Supplied records:
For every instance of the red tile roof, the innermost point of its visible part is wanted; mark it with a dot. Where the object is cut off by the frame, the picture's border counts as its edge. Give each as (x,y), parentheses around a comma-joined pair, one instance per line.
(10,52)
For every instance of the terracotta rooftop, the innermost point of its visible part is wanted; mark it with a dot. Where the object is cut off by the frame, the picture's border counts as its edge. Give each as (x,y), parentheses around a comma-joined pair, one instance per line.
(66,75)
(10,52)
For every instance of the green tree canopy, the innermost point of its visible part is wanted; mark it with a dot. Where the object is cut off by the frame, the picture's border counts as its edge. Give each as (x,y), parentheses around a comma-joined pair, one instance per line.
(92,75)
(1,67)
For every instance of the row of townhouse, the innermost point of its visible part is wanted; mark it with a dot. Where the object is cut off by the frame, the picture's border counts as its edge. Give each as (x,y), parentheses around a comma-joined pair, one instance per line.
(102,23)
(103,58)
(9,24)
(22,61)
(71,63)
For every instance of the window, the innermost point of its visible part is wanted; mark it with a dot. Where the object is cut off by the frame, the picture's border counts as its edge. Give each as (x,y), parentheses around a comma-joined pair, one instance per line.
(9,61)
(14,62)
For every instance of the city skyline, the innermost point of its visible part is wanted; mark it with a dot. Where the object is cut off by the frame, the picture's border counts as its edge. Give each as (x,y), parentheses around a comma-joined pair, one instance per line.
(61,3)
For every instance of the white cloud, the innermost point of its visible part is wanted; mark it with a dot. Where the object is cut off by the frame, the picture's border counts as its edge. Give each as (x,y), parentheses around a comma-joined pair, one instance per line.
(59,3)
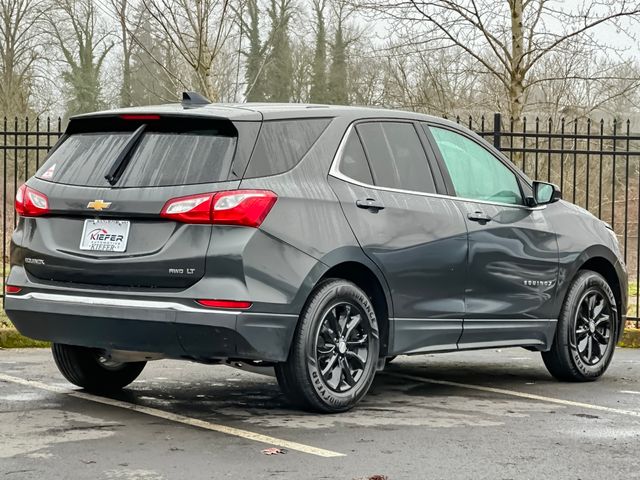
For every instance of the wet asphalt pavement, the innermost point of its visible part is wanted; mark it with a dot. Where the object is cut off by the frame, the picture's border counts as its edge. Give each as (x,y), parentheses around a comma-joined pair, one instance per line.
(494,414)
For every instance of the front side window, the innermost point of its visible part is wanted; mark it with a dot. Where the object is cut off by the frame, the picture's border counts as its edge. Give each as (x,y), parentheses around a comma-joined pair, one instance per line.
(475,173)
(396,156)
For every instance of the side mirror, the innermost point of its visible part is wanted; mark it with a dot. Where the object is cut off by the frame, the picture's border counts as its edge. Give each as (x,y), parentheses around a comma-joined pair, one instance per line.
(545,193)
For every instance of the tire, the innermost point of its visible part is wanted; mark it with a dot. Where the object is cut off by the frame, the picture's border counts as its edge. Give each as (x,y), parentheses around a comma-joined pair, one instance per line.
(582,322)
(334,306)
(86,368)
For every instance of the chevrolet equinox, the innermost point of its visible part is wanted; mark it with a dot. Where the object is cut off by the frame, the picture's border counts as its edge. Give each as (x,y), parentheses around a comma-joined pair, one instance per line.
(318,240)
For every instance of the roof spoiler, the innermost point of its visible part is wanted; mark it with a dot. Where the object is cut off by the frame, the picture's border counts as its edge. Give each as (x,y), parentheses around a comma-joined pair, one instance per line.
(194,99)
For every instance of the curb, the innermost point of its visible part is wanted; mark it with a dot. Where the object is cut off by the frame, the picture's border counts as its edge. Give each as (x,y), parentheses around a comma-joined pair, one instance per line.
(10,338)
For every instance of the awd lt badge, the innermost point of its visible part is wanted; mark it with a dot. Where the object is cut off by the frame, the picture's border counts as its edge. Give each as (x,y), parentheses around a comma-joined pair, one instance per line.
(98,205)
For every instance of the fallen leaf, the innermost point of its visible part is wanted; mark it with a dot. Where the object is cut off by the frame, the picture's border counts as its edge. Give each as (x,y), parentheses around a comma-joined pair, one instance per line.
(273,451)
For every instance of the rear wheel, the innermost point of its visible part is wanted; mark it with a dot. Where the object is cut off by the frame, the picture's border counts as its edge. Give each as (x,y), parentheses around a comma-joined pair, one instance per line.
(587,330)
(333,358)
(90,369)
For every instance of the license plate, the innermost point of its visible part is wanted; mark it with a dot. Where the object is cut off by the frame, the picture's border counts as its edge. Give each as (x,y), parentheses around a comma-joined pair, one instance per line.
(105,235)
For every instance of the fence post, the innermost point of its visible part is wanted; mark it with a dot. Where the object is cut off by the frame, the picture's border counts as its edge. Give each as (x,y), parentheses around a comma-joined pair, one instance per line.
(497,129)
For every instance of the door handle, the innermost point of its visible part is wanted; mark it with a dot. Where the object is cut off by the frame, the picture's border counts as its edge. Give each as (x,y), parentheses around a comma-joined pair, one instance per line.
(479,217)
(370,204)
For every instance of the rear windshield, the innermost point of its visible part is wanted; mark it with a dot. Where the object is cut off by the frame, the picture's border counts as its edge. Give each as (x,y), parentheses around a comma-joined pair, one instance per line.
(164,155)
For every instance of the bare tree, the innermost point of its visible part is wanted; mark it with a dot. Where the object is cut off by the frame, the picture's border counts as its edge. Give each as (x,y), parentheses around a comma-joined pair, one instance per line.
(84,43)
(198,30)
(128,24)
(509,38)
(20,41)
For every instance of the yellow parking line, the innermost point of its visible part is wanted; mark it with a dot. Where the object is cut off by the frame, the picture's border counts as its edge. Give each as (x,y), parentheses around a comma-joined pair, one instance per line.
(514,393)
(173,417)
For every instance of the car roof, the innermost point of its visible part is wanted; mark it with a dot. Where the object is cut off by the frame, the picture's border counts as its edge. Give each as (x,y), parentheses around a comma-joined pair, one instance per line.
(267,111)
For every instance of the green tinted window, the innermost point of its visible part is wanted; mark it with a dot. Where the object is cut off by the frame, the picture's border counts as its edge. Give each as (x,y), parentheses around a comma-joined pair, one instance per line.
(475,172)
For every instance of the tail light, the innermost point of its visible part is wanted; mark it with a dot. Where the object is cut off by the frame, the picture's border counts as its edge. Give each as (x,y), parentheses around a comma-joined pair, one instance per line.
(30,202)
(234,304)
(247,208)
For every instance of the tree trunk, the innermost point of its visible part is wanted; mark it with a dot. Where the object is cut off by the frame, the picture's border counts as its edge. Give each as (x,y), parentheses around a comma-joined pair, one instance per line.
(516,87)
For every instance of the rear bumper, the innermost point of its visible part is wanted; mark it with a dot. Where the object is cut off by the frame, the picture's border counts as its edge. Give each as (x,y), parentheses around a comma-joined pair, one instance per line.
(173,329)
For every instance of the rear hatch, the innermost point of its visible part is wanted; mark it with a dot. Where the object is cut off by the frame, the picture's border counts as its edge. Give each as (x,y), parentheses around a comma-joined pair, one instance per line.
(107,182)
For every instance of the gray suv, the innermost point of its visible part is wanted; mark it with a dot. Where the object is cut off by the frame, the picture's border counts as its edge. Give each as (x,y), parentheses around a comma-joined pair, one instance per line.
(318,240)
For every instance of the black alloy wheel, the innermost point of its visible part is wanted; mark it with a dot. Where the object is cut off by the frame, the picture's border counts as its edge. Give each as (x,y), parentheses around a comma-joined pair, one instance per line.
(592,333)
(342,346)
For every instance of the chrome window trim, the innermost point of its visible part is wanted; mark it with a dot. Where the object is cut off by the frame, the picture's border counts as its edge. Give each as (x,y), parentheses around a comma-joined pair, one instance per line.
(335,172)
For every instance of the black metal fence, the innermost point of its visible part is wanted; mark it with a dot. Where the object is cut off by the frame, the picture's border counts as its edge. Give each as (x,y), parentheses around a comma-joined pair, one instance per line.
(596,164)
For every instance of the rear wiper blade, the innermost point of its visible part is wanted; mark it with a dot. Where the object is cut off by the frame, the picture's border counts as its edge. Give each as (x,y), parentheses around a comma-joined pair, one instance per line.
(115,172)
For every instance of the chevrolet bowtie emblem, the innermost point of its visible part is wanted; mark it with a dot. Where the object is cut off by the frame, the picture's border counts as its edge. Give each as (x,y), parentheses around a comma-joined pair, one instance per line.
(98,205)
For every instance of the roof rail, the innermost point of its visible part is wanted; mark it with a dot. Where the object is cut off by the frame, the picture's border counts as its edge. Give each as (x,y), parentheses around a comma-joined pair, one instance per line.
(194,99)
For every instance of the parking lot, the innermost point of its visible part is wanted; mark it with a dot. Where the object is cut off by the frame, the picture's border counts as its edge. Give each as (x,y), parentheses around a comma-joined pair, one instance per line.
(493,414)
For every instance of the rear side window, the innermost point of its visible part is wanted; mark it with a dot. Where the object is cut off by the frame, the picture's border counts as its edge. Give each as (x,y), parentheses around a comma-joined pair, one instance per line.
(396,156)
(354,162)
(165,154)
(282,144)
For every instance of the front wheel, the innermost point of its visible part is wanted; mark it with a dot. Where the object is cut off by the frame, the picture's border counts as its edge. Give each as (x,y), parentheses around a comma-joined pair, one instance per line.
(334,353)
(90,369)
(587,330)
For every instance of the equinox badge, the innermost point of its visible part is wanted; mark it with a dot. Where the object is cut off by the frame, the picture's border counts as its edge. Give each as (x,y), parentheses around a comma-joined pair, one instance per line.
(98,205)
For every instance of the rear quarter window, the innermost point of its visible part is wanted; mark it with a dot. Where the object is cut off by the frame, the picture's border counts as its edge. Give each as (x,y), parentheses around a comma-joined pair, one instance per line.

==

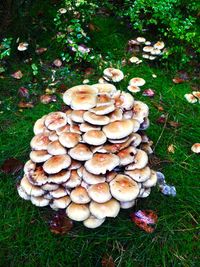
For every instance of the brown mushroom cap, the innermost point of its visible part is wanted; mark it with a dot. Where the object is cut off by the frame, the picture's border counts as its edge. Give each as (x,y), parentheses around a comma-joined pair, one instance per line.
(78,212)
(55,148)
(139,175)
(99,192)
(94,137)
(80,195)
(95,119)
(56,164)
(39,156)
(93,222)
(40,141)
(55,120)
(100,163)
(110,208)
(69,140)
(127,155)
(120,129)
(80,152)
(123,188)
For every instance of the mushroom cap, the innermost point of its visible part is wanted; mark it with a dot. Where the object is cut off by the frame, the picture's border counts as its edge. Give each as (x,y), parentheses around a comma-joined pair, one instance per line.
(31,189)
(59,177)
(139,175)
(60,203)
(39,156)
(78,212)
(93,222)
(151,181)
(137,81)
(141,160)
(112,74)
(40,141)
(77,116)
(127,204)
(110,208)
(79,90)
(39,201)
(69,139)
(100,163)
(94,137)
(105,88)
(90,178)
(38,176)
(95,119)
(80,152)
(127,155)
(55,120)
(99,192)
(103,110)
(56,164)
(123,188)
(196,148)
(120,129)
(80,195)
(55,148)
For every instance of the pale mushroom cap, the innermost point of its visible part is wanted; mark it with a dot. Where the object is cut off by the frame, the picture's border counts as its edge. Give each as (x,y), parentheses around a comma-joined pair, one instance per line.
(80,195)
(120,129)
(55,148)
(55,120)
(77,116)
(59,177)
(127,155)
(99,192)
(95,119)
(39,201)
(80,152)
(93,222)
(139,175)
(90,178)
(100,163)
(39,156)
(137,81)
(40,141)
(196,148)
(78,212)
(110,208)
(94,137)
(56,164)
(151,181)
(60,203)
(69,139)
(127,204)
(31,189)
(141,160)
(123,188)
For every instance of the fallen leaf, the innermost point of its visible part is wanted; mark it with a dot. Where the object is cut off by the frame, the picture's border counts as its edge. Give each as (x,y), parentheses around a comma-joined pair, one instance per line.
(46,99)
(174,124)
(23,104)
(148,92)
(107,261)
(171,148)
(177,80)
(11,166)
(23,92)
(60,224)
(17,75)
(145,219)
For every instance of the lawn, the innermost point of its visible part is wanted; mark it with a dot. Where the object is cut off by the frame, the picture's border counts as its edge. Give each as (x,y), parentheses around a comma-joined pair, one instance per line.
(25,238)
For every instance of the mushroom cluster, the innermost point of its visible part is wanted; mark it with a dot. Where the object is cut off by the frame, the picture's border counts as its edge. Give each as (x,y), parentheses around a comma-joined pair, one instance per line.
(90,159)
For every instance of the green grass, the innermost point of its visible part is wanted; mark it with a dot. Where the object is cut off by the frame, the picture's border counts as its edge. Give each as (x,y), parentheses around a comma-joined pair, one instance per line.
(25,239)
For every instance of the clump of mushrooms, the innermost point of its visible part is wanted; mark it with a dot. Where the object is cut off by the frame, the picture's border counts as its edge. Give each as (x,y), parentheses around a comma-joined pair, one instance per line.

---

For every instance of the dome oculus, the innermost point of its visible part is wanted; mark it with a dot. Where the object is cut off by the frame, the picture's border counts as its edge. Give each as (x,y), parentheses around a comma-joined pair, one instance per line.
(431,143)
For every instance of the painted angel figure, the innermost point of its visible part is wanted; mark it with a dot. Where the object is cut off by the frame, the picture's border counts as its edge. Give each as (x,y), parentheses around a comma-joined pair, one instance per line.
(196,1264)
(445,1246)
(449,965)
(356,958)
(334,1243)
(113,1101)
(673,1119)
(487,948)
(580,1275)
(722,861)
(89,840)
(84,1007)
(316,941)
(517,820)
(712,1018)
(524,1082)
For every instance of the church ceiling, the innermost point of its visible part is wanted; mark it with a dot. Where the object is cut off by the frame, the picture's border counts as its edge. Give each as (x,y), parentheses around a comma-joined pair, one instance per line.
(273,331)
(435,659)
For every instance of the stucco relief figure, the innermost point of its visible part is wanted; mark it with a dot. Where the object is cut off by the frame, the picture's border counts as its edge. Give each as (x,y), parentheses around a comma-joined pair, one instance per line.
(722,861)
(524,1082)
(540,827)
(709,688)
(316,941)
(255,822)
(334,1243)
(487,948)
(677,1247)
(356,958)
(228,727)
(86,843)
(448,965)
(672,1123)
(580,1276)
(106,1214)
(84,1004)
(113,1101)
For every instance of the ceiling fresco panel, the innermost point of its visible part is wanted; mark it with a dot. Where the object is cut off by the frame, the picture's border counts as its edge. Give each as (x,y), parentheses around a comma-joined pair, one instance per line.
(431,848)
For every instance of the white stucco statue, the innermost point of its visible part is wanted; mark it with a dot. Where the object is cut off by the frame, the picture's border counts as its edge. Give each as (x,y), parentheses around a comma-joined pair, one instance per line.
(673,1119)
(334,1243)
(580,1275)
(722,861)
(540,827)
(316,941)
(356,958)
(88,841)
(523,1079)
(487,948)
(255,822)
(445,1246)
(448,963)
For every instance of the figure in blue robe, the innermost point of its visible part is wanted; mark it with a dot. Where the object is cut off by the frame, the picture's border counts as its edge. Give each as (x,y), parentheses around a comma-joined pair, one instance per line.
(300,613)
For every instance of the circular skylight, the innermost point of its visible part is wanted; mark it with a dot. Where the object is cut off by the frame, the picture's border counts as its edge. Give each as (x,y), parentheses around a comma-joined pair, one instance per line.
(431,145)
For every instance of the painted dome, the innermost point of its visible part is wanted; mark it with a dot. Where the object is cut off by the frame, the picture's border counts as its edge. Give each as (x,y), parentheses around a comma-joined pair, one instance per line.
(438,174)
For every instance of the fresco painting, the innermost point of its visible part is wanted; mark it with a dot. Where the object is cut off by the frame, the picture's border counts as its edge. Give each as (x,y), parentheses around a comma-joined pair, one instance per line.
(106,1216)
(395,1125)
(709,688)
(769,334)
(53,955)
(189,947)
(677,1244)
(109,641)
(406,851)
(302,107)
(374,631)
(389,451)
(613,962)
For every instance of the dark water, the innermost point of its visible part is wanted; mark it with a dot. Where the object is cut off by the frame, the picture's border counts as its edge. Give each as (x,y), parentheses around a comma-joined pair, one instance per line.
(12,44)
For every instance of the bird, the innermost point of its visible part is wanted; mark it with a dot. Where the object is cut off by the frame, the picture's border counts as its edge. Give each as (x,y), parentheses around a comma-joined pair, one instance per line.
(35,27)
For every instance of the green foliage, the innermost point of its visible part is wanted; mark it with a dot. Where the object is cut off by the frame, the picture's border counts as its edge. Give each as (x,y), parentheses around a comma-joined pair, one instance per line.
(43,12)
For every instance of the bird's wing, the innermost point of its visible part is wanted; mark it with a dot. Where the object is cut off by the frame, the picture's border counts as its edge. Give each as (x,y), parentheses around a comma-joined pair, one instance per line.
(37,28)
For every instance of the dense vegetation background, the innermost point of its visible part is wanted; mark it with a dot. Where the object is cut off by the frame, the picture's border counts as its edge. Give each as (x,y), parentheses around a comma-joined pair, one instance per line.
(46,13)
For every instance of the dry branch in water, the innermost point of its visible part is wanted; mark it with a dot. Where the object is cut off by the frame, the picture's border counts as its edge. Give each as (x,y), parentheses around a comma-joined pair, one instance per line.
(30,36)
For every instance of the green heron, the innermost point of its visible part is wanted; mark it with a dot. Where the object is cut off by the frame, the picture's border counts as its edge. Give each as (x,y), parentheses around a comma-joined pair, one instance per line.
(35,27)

Objective: Pull out every line of the records above that contains the word "black", with uppercase and lowercase counted as different.

Task output:
For every instance of the black alloy wheel, the innermost point of its visible part is wanted; mark it with a dot. Where the object is cut off by the frame, the picture's border counts as its edge. Give each as (x,y), parentheses around a comma-joined pair, one instance per line.
For every instance of the black metal fence, the innermost point of its visible part is wanted; mark it with a dot. Where the object is cut off by the frame, the picture's border counts as its edge. Give each as (x,y), parentheses around a comma-joined pair, one instance per line.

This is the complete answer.